# WHAT YOU ARE ASKED TO DO:
Reproduce the following material verbatim, line by line.

Dataset entries:
[Start]

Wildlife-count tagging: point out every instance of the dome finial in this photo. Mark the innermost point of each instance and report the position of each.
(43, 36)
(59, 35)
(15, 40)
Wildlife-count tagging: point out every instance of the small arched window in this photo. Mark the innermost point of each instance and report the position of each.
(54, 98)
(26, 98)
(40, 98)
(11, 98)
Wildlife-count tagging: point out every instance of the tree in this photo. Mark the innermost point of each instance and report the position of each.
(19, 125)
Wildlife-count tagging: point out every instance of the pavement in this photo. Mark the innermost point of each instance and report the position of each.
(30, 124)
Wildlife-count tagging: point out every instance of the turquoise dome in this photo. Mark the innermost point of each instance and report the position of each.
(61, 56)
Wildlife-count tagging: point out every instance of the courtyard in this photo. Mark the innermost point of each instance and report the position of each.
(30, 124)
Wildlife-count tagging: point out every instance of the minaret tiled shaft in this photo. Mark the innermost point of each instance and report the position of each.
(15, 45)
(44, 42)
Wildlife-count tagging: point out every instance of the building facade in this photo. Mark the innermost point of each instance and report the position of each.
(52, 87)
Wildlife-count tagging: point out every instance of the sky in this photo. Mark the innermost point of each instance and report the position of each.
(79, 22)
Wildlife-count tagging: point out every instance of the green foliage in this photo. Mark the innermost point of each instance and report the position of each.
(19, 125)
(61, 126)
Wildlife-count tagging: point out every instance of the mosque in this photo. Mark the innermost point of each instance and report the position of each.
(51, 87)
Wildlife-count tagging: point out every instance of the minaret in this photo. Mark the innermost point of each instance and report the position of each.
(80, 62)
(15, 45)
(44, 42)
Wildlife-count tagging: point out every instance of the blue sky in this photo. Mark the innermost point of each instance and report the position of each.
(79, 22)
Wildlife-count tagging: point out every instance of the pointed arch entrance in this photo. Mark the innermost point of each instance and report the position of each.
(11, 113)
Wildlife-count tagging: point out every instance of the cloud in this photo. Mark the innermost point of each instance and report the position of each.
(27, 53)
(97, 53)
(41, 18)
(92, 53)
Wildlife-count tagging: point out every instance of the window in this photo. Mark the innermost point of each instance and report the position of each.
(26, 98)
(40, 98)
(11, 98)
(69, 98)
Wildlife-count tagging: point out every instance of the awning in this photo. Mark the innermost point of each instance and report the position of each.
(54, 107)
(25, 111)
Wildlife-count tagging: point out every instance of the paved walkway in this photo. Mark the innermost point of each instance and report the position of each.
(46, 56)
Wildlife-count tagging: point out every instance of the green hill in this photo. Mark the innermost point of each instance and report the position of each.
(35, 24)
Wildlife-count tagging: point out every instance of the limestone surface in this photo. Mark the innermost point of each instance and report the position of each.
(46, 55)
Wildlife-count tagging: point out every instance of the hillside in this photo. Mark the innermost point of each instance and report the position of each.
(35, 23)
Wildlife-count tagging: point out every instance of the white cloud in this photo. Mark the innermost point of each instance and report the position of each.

[End]

# ANSWER TO THIS EXERCISE:
Wildlife-count tagging: point out every instance of the dome finial in this photo. Mark the innermost point of each instance and report the position of each.
(43, 36)
(59, 35)
(15, 40)
Wildlife-count tagging: point out every instance of the small arched window in this photo. Mark the innermost point of each instance and report the position of each.
(54, 98)
(26, 98)
(40, 98)
(11, 98)
Wildlife-count tagging: point out every instance of the tree in this photo. Mark the innermost point of each instance and report the position of each.
(19, 125)
Wildlife-count tagging: point out every instance of the pavement in this photo. Mark the innermost point of each instance and report the position of each.
(30, 124)
Wildlife-count tagging: point out every instance of the turquoise dome in this photo. Mark the innermost point of each instance and report the position of each.
(61, 56)
Wildlife-count tagging: point out every instance of the courtyard in this photo. Mark the innermost point of each instance and report the position of each.
(30, 124)
Wildlife-count tagging: point out every instance of the minaret tiled shaft in this photo. Mark the innermost point of each instance and report the position of each.
(15, 45)
(44, 42)
Wildlife-count tagging: point out every instance of the building facade in this photo. Mark the innermost point of each instance and report the position of each.
(52, 87)
Wildlife-count tagging: point out every instance of the sky in this photo. Mark the innermost point of each instance and report the position of each.
(79, 22)
Wildlife-count tagging: point out every instance of the green foliage in this photo. Mark the innermost point of each instance and report the position of each.
(19, 125)
(61, 126)
Wildlife-count tagging: point out every instance of the mosque in this photo. Mark the innermost point of each instance and report the position of each.
(51, 87)
Wildlife-count tagging: point out every instance of the minaret in this photo. Mark the innermost point of each instance and report the position of each.
(80, 62)
(15, 45)
(44, 42)
Wildlife-count tagging: point out every instance of the blue sky in this photo. Mark the innermost point of each instance and report the position of each.
(79, 22)
Wildlife-count tagging: point out every instance of the pointed arch entrance in this photo. Mark the innermost point of each instance and report the position of each.
(11, 113)
Wildlife-count tagging: point out every instance of the cloud in this photo. Mark the innermost point of each instance and report the position of each.
(27, 53)
(97, 53)
(41, 18)
(92, 53)
Wildlife-count tagging: point out every instance of the window in this photo. Mark the innermost point of each instance and report the position of each.
(26, 98)
(40, 98)
(11, 98)
(69, 98)
Wildlife-count tagging: point out every instance of the awning in this photo. Mark the innermost point of each instance and report the position of each.
(54, 107)
(25, 111)
Wildlife-count tagging: point out every instance of the paved walkway in this photo. Mark the innermost point of each instance and report the position of each.
(46, 56)
Wildlife-count tagging: point out every instance of the green hill in this photo. Mark the innermost point of each instance and report the position of each.
(35, 24)
Wildlife-count tagging: point out every instance of the limestone surface in this photo. Mark the innermost point of each instance and report the position of each.
(46, 55)
Wildlife-count tagging: point out every instance of the hillside in this photo. Mark the innermost point of each instance and report the position of each.
(35, 23)
Wildlife-count tagging: point out every instance of the white cloud in this photo. Mark the innermost point of each instance and report the position of each.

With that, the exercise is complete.